| Activity |
Of the entries below, return exactly those lines that fall between the one containing "Every <instance> represents" and the one containing "box: [0, 150, 47, 213]", the two end lines included.

| Information |
□ □ □ □ □ □ □
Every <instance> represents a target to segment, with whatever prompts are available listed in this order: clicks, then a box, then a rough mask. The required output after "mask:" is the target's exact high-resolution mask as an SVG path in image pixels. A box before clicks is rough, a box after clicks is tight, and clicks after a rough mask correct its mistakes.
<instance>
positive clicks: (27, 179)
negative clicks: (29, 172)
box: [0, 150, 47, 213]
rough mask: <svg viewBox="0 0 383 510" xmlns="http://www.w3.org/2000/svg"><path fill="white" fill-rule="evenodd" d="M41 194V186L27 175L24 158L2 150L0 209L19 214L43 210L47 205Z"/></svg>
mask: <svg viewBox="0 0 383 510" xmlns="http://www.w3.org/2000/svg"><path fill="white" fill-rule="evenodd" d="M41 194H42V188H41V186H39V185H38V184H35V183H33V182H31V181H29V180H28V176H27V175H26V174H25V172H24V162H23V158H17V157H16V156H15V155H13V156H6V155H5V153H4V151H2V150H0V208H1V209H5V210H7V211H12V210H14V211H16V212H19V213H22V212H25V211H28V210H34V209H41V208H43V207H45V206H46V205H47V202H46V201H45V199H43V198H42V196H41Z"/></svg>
□ □ □ □ □ □ □
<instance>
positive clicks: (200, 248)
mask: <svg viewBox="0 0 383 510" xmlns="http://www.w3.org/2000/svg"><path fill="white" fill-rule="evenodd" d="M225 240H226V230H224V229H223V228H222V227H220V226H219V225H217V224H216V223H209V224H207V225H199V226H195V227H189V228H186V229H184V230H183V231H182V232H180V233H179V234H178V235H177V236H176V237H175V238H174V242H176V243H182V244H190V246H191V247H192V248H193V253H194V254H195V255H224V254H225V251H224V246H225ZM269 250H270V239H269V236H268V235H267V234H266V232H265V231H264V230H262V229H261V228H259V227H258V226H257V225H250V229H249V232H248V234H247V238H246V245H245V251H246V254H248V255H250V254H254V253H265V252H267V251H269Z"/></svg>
□ □ □ □ □ □ □
| Task response |
Every <instance> represents a target to segment, with whatever prompts are available listed in this order: clicks, then a box, then a rough mask. The required output after "mask:" is the target's exact high-resolution mask as an SVG path in image pixels. A box before clicks is rough, a box after clicks is tight, and clicks after a rough mask correct its mistakes.
<instance>
positive clicks: (27, 179)
negative clicks: (29, 172)
box: [0, 150, 47, 213]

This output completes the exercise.